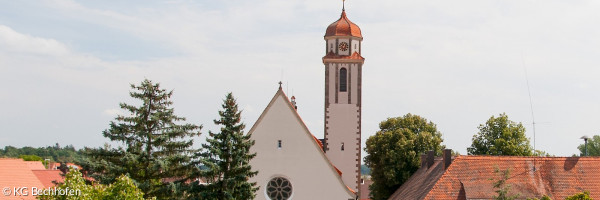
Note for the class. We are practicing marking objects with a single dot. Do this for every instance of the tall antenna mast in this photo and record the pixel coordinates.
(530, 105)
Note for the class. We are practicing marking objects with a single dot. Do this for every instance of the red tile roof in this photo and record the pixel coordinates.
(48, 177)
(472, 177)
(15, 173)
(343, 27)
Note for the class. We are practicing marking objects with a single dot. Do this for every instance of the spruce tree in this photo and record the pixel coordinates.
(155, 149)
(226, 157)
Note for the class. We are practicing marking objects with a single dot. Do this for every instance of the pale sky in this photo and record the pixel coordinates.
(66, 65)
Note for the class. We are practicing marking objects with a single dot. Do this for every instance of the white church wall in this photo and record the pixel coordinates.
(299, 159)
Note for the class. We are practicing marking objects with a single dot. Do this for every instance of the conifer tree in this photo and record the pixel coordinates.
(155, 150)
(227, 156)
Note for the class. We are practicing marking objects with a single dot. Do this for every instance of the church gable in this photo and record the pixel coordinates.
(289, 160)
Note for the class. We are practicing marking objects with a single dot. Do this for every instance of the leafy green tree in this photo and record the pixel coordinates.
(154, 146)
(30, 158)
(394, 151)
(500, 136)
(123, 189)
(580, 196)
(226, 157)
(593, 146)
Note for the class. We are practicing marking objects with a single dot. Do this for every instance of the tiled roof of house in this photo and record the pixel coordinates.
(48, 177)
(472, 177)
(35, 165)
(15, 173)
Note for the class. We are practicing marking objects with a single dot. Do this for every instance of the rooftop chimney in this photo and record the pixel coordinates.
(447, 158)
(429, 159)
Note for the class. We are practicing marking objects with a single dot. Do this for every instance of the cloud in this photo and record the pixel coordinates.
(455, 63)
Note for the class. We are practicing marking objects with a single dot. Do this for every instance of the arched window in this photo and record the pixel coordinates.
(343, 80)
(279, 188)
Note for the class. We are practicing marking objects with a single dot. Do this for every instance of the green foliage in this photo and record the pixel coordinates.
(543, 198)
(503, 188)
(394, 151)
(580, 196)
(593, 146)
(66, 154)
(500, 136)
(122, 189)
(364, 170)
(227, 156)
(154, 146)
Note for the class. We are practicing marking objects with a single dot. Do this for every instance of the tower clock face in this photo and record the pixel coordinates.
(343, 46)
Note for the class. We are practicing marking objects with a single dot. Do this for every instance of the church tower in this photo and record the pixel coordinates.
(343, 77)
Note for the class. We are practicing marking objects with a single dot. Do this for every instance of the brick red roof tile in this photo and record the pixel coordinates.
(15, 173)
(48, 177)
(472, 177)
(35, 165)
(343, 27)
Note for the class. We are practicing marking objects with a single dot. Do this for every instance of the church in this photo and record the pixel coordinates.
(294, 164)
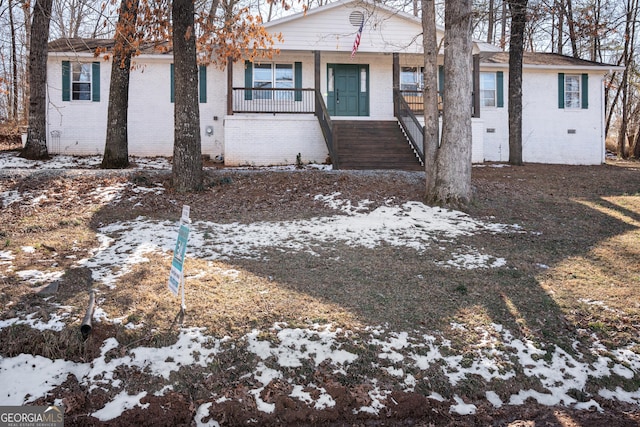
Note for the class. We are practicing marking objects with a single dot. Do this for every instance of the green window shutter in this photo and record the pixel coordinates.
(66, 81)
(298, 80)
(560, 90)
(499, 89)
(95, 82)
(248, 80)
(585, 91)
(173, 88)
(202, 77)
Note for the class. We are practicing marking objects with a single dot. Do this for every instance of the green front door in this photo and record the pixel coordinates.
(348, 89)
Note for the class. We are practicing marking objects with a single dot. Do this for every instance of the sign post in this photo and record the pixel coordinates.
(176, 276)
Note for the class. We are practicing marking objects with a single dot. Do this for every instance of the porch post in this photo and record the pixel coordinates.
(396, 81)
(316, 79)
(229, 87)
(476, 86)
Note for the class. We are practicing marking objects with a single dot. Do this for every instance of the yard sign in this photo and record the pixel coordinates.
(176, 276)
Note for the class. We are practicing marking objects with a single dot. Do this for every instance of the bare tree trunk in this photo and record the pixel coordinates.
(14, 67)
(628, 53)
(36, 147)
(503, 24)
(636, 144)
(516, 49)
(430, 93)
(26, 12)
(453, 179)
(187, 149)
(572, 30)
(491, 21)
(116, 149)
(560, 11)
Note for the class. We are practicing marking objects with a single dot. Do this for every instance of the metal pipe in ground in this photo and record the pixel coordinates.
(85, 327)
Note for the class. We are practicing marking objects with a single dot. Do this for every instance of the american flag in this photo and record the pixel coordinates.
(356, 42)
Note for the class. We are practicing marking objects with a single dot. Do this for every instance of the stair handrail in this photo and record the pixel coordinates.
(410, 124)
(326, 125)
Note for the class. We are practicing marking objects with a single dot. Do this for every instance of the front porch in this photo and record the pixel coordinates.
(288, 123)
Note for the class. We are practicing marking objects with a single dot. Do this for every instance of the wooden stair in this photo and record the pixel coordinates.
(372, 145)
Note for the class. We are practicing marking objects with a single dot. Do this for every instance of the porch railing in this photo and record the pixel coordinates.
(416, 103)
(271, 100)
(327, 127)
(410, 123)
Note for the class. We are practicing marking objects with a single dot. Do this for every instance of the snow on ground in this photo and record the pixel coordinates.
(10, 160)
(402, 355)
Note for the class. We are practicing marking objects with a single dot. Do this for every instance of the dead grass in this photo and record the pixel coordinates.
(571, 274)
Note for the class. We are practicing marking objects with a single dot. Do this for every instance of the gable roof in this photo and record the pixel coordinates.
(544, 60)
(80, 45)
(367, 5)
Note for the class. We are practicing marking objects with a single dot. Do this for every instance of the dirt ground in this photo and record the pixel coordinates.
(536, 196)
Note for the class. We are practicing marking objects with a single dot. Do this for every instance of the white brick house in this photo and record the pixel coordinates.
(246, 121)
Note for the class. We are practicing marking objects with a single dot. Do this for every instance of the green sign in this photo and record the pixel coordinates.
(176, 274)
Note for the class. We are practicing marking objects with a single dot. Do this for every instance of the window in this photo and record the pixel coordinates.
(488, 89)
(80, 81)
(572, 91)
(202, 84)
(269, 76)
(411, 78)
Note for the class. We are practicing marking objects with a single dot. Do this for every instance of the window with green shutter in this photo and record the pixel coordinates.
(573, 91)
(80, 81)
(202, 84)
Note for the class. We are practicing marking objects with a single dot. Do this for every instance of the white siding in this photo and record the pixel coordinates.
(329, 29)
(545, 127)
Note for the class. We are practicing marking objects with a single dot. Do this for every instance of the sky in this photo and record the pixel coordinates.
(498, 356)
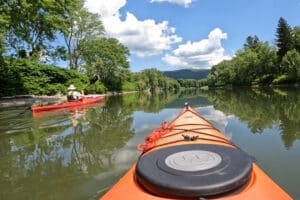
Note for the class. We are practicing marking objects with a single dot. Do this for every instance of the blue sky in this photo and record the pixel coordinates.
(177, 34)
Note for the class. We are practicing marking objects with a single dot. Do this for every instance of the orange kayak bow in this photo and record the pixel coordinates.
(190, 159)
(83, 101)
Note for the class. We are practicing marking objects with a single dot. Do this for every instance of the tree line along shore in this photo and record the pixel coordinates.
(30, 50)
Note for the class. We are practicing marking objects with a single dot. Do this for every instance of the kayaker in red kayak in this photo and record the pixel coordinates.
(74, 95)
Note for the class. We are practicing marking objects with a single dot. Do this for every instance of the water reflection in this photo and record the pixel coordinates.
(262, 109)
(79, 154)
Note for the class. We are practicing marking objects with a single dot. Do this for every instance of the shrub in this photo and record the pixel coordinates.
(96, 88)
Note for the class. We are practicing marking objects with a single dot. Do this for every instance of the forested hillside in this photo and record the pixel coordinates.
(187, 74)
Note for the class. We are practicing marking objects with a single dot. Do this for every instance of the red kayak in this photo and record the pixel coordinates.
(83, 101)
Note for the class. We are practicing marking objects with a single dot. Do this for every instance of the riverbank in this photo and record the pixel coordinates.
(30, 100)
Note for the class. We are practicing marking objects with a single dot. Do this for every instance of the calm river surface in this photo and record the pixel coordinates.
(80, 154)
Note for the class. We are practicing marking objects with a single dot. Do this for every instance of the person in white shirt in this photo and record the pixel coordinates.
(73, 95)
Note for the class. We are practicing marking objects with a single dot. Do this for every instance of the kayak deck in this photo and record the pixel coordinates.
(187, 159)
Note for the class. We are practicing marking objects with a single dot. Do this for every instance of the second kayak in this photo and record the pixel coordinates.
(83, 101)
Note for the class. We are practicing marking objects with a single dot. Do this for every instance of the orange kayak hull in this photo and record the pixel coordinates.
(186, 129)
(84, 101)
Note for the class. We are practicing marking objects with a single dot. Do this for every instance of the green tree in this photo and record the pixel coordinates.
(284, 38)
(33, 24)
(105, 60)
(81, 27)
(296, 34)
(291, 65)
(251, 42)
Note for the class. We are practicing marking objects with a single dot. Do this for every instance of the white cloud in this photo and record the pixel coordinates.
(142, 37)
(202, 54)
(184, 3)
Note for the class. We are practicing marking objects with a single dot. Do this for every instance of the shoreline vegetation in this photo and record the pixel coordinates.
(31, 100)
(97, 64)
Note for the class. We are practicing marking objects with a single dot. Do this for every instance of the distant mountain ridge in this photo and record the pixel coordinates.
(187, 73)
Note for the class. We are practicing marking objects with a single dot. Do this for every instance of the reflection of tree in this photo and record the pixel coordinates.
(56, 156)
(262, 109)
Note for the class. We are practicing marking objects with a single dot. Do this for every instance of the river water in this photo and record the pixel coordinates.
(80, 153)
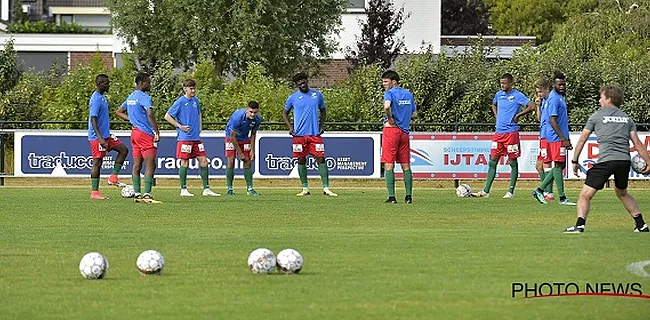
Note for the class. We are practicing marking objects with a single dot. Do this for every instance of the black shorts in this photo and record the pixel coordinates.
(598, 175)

◇ ◇ ◇ ◇

# [Short exercise]
Leaving out every picture, extract verbatim the lines from the one containing "of the reflection" through the last line of the listing, inclusive.

# [Solution to this task]
Note for the class. We are practicing marking objects with a single dot. Do this for every instance of the reflection of tree in this photo and record the pixel coordinates.
(56, 156)
(262, 109)
Note for the class. We are practicing marking objects with a single dot. Do this for every instance of the river water in this photo and record the pixel coordinates.
(80, 153)
Note for the class. We are practicing marking objects with a single dot. Do this for every instance of the black shorts in this photo and record the pixel coordinates.
(598, 175)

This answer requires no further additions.